[GIVEN ENTRIES]
•••••

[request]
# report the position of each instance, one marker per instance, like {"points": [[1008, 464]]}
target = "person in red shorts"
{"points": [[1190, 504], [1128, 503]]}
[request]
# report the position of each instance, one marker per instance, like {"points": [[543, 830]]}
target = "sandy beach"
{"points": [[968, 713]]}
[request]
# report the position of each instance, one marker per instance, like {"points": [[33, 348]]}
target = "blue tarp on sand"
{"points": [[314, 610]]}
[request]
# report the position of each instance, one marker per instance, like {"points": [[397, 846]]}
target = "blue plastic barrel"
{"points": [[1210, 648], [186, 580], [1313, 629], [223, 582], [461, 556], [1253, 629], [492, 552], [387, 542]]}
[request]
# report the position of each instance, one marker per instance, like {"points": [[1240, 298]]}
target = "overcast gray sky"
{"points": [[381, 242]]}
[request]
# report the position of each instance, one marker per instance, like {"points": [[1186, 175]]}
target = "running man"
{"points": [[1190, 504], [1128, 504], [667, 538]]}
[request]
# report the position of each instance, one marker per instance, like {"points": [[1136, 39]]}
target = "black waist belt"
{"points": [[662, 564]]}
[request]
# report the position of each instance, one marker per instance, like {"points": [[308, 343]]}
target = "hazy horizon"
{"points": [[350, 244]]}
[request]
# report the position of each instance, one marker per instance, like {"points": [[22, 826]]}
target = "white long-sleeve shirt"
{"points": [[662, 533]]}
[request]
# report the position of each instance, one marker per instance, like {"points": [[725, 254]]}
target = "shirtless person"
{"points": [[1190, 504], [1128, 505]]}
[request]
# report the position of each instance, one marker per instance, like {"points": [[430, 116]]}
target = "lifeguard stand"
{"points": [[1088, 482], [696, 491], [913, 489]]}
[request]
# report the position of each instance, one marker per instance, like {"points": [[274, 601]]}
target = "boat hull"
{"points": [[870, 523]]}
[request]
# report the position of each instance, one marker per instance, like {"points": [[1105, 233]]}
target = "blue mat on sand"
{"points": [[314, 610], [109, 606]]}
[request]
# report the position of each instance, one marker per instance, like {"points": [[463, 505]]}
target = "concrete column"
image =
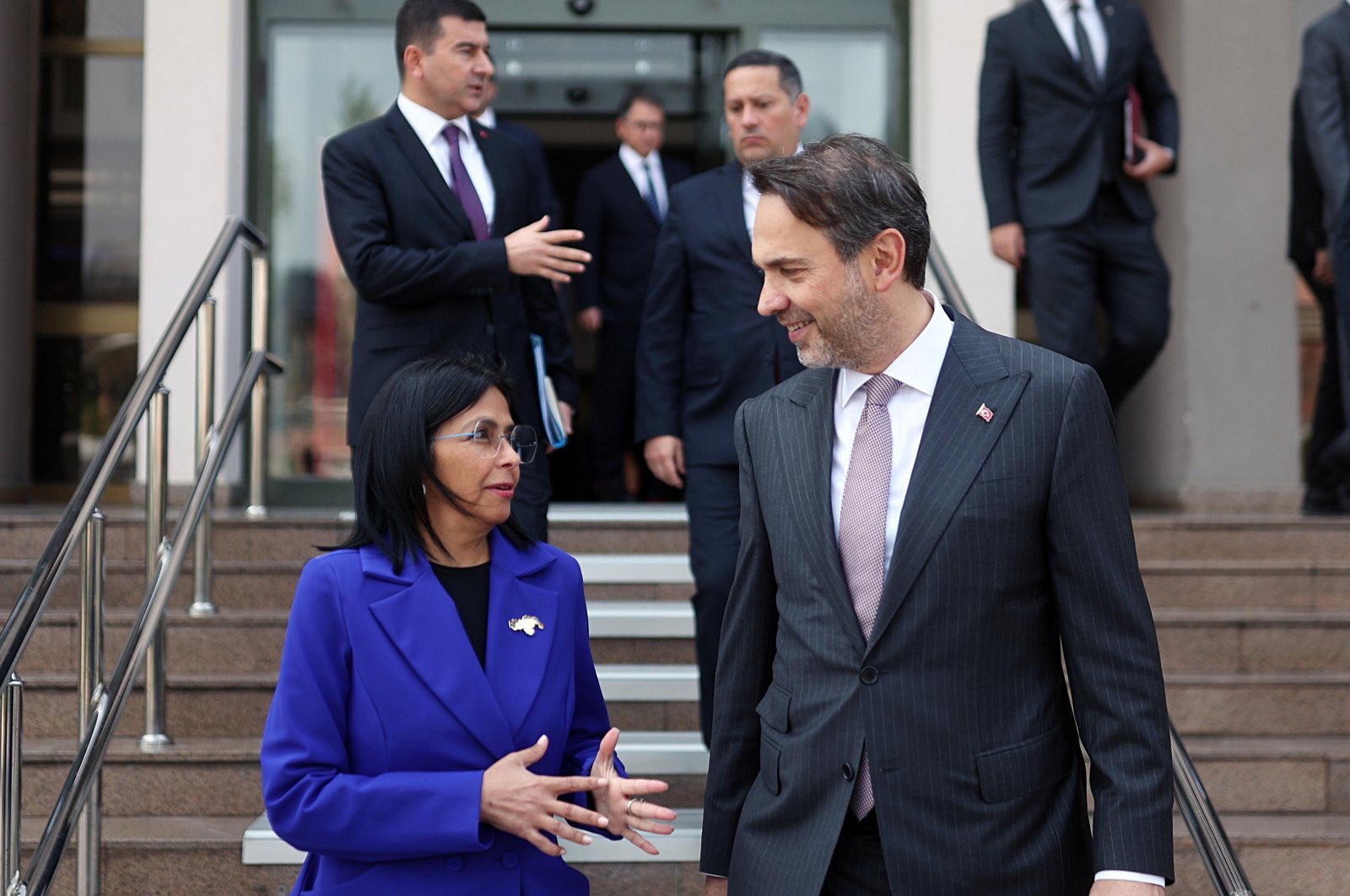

•••••

[WHAT YOU SHOULD DO] Once the pictures have been removed, reproduce each line of the material above exactly.

[RESPONSE AREA]
[request]
# report the position of each instance, one marker per instance, like {"points": [[1008, 464]]}
target = "person in red shorts"
{"points": [[1190, 504], [1128, 503]]}
[request]
# report the position of each instance, one marker per instance, like {"points": [[543, 830]]}
target = "sandy beach"
{"points": [[968, 713]]}
[request]
# report the position of each instance, one marker per instance, like {"points": [[33, 348]]}
target = "blue tarp on sand"
{"points": [[314, 610]]}
[request]
# report the position of each instance, one marker per instance, like {"points": [[397, 846]]}
target = "blue plastic barrel"
{"points": [[1210, 648], [186, 580], [1313, 629], [223, 582], [461, 556], [1253, 629], [492, 552], [387, 542]]}
[request]
# report the position of each instance, one marker per instance, like {"points": [[1240, 298]]}
target = "overcast gray sky"
{"points": [[381, 242]]}
[request]
# report the position of each instance, one marker per instance, like {"points": [[1186, 175]]}
target = "running man"
{"points": [[1190, 504], [1128, 504], [667, 538]]}
[request]
# report the position of each instance, one marker per instance, like {"points": [[1136, 39]]}
target = "black waist belt"
{"points": [[662, 564]]}
[request]
# report the position of each instance, one marker per instance, like {"points": [[308, 343]]}
target = "hazy horizon"
{"points": [[350, 244]]}
[request]
# report the position of each instance, one marker per instance, like {"points": [[22, 826]]}
target = "white long-sleeve shirt"
{"points": [[662, 533]]}
[request]
# report the position of each instance, one marker per instance, like {"points": [[725, 254]]}
target = "shirtless person"
{"points": [[1190, 504], [1128, 505]]}
[request]
# report the position of each instance, one marker per instance, like {"points": [[430, 116]]}
target = "lifeguard stand"
{"points": [[1088, 482], [696, 491], [913, 489]]}
[request]
# report the position of each instance, one marker per instance, like {"points": [[274, 601]]}
target = "boat hull"
{"points": [[870, 523]]}
[request]
# report the position of each instance, one marker per instance, like {"points": [[1105, 233]]}
target = "blue mat on sand"
{"points": [[314, 610], [109, 606]]}
[request]
# report the position of each instance, one marker per instance, like {"points": [[463, 505]]}
target = "concrete column"
image =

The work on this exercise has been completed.